*STATED GOAL:* Reproduce the rows word for word, beginning with their first line and continuing through the line that contains "(675, 435), (722, 485)". Leave the pictures out of your copy.

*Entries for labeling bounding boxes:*
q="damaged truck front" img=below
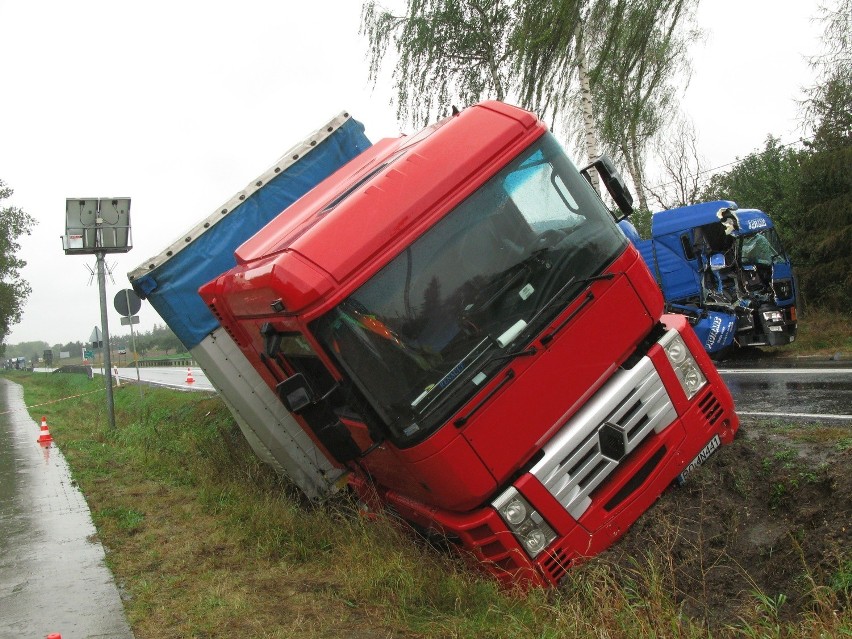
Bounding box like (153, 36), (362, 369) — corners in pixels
(622, 200), (797, 354)
(200, 102), (738, 585)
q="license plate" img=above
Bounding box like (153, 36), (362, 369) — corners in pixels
(675, 435), (722, 485)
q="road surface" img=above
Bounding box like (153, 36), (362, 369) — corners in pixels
(108, 365), (852, 423)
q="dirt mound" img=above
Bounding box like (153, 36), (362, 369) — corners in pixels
(610, 421), (852, 626)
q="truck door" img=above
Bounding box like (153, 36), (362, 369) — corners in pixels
(642, 230), (701, 302)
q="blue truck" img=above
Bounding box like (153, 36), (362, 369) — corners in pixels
(582, 156), (798, 357)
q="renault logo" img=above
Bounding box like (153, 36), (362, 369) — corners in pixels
(598, 422), (627, 461)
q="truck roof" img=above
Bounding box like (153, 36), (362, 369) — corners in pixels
(651, 200), (774, 237)
(235, 102), (546, 282)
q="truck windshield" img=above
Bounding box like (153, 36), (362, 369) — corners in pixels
(312, 134), (627, 446)
(739, 229), (786, 266)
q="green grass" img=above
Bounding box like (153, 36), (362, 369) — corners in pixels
(7, 373), (852, 639)
(776, 308), (852, 359)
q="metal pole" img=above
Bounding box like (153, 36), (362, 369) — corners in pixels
(124, 289), (144, 397)
(95, 251), (115, 430)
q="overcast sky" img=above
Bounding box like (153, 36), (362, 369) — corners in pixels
(0, 0), (821, 344)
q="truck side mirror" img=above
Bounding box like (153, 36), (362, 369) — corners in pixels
(580, 155), (633, 217)
(275, 373), (315, 414)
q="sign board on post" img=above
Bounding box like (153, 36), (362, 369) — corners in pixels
(112, 288), (142, 324)
(89, 326), (104, 348)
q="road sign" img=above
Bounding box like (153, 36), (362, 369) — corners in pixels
(112, 288), (142, 323)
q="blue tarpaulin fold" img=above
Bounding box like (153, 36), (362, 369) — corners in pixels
(132, 119), (370, 349)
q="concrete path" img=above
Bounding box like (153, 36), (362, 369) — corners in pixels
(0, 379), (133, 639)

*OUTPUT OF THE TASK:*
q="damaged truck front" img=below
Bounding box like (153, 36), (362, 369) — corners in pixels
(622, 200), (797, 354)
(200, 102), (738, 585)
q="license plate" img=above
Bounding box like (153, 36), (362, 369) — corners in pixels
(675, 435), (722, 485)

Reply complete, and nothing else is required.